* **Metin bölümü**
━━━━
Sanatoryumun yataklı servisi olarak inşa edilen Kızılay Pavyonu (1938) cepheleri de orijinaline uygun olarak yenilenecektir. Ancak, iç mekan düzenlemelerinde personelin ihtiyaçlarını karşılayacak şekilde yemekhane/mutfak, kütüphane ve toplantı salonları yerleştirilmiştir. Yemekhane önünde oluşturulan teras alanı yemekhane ile doğrudan ilişkilendirilerek personele açık alanda yemek yeme ve dinlenme olanağı sağlanmıştır.
Şu anda da idari bina olarak kullanılmakta olan Süleyman Çakır Pavyonu (1943) aynı fonksiyonda kullanılmaya devam edecek olup, iç mekan düzenlemeleri ihtiyaca uygun olarak yeniden tasarlanmıştır. Diğer yandan yangın yönetmeliğine uygun olarak dış mekanla görsel ilişkiyi de sağlayacak bir yangın merdiveni ve engelli erişimine uygun olarak bir asansör eklenerek bina çağdaş ihtiyaçlara uygun hale getirilmiştir. Binanın cepheleri inşa edildiği dönemdeki özelliklerini yansıtacak şekilde aslına uygun olarak yenilenmiştir.
Yerleşkede yer alan iki ahşap yapıdan ana girişe yakın konumda olanı restore edildikten sonra kafe olarak hizmet verecek olup, 1930’lu yıllarda Kadınlar Pavyonu adıyla kadın verem hastaları için hasta servisi olarak kullanılan ahşap köşk aslına uygun restore edilerek kullanılmış olduğu dönemdeki işlevini yansıtacak şekilde müze olarak yeniden kullanıma açılacaktır.
Yerleşkedeki önemli sanat eserlerinden olan Umuda dokunuş heykeli (2008) de yeniden konumlandırılmış, yeni oluşturulan hastane girişinde herkesin algılayabileceği bir konuma yerleştirilmiştir.
━━━━
* **Sağlanan veriler**

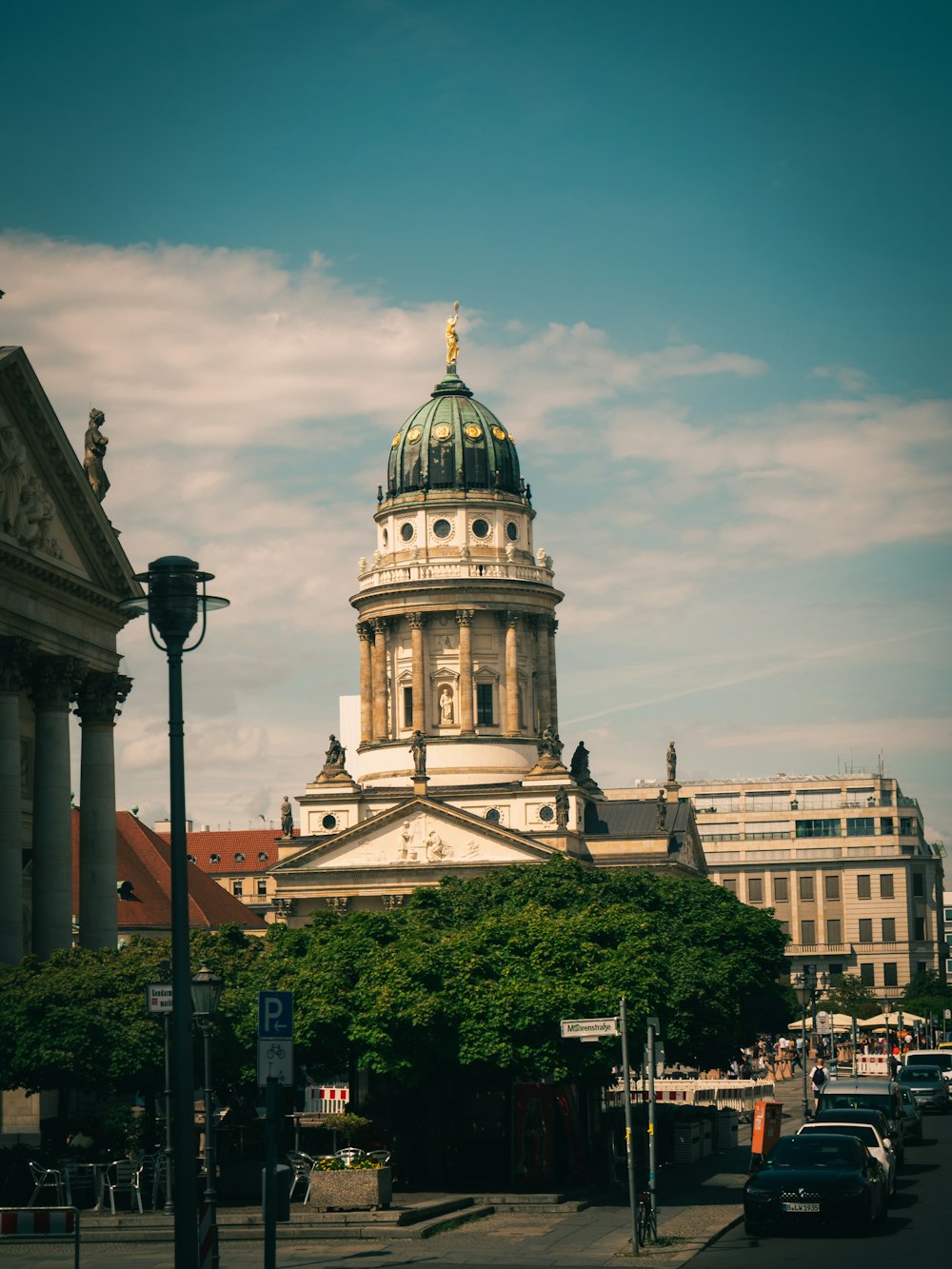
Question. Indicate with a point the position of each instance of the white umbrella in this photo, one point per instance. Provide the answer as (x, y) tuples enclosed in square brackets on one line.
[(889, 1020)]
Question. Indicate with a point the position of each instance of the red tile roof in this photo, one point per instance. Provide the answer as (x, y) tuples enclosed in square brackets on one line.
━━━━
* **Yönergeler**
1. Sanatoryum yerleşkesindeki yapıların yenilenmesini anlatan metne göre Süleyman Çakır Pavyonu'na engelli erişimi için ne eklenmiştir?
2. Sanatoryum yerleşkesindeki yapıların yenilenmesini anlatan metni son cümlesinden sonra sürdürün.

* **Görev yanıtları**
1. Bir asansör eklenmiştir.

2.
Kitle ve Cephe Kararları
Yeni önerilecek yapıların yer seçimlerinde arsanın yoğun ağaç dokusu en önemli belirleyici unsur olmuştur. Öncelikli olarak ağaçların olmadığı bölgeler tespit edilmiş, daha sonra yıkılacak binaların alanları etüt edilerek bu bölgelerde yeni yapılar tasarlanmıştır. Yapıların formları da mevcut peyzaj dikkate alınarak belirlenirken iç mekanların doğa ile birleşmesi, doğal peyzajın bir anlamda iç mekanlarla bütünlük içinde güçlü bir mekansal imge oluşturması hedeflenmiştir. Yataklı üniteler dışındaki hiçbir yapı iki kattan fazla olmayacak şekilde tasarlanarak doğal çevre içerisinde mütevazi bir ölçek yakalanmış ve yapılar doğal peyzaj dokusu içinde kaybolmuştur. Çeperde ağaçların bulunmadığı bir noktada yer alan yataklı servis binaları yerleşkeyi çevreleyen kent ile yerleşke arasında bir arayüz oluşturacak şekilde konumlandırılmıştır.
Poliklinik ve yataklı servis binalarının cephe dili farklılaştırılırken benzer malzeme, oran ve ölçüler kullanılarak dil birliği sağlanmasına özen gösterilmiştir. Personel alanları, hasta odaları, ortak alanlar ve genel sirkülasyon alanlarının cephe dili mekanların tasarımına uygun olarak değiştirilmiştir. Ancak yapının bütünlüğüne, kompozisyonunda uyuma ve oranların etkisine önem verilmiştir.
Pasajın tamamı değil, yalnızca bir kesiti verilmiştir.